Request: Find the line that contains "Guideline: the keypoint for each instance of the broken". Then set down that line and all the lines after it, to the end of the records, exactly and with nothing added.

Excerpted data:
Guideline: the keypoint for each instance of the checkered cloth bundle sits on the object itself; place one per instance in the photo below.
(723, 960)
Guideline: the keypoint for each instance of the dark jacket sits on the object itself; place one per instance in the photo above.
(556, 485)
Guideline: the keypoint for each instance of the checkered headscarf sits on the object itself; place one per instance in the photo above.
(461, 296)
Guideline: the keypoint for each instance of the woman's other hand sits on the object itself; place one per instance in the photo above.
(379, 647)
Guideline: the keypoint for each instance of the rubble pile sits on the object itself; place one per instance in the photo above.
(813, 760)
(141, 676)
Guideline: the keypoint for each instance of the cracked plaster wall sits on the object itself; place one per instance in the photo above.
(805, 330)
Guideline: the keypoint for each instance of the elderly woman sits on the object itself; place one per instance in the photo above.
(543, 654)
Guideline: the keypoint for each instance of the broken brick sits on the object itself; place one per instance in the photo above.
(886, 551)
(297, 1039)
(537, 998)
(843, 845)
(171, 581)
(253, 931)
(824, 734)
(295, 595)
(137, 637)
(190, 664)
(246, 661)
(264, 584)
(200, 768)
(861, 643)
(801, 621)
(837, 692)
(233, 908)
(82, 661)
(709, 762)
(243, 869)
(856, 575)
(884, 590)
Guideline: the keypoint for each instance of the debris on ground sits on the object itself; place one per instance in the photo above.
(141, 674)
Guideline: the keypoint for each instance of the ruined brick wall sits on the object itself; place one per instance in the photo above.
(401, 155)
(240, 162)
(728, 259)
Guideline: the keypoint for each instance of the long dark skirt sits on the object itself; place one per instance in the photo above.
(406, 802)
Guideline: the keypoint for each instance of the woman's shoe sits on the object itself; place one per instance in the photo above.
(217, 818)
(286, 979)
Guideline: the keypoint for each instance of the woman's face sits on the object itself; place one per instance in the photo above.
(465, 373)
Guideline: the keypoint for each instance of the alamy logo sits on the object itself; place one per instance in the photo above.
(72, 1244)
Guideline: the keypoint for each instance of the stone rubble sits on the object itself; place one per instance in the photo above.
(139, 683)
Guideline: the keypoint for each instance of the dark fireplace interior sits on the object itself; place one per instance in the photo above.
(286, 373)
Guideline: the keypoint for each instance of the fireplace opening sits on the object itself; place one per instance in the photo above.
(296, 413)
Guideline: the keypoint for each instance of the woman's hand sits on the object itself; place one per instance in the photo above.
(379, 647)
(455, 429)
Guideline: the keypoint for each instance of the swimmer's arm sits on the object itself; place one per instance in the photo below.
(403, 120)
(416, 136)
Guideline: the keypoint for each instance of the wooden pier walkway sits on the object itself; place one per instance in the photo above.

Result:
Guideline: the keypoint for each instance of the broken brick sits on the object itself; place one per instance in the photo above.
(886, 551)
(297, 1039)
(537, 998)
(843, 845)
(171, 581)
(253, 931)
(824, 734)
(295, 595)
(137, 637)
(190, 664)
(246, 661)
(264, 584)
(200, 768)
(861, 643)
(801, 621)
(837, 692)
(233, 908)
(82, 661)
(709, 762)
(243, 869)
(856, 575)
(884, 590)
Guideline: the keypoint for each instance of the debris on ground sits on the object itself; place one per instance in the photo above.
(141, 674)
Guideline: the keypoint for each instance of the ruined brick wall sits on the object itself; place one per instance in the photo above.
(401, 155)
(240, 162)
(728, 259)
Guideline: the keypoint for each instance of the long dark skirt sits on the object itself; place one per instance in the photo above.
(406, 802)
Guideline: the keypoint for each instance of the woman's shoe sits on the object itself; place one per instance in the photo above.
(217, 818)
(286, 979)
Guideline: the keypoint for each instance of the woman's face sits on the object itself; place one per instance in the photo above.
(465, 373)
Guideline: the keypoint for each instance of the alamy logo sits on the object itself; place one per instance in the photo above.
(72, 1244)
Guideline: the keypoint for each instance of the stone rubble sits on the object itself; place one per instance in the photo above.
(139, 683)
Guideline: the keypoint for each instance of the dark fireplace interior sits on the object itself; place one per instance in the photo above.
(286, 373)
Guideline: the keypoint for each instance of the fireplace opening sits on the object itself; place one per instance in the photo above.
(296, 413)
Guideline: the keypoint for each instance of the woman's hand sits on the object itself; place one per instance in the photo above.
(379, 647)
(455, 429)
Guideline: the keypoint for each instance of the swimmer's arm sits on the object itself; place one per instance in the photo below.
(403, 120)
(416, 136)
Guideline: the keypoint for each instance of the wooden pier walkway sits on the object itself; place one per instance in the photo above.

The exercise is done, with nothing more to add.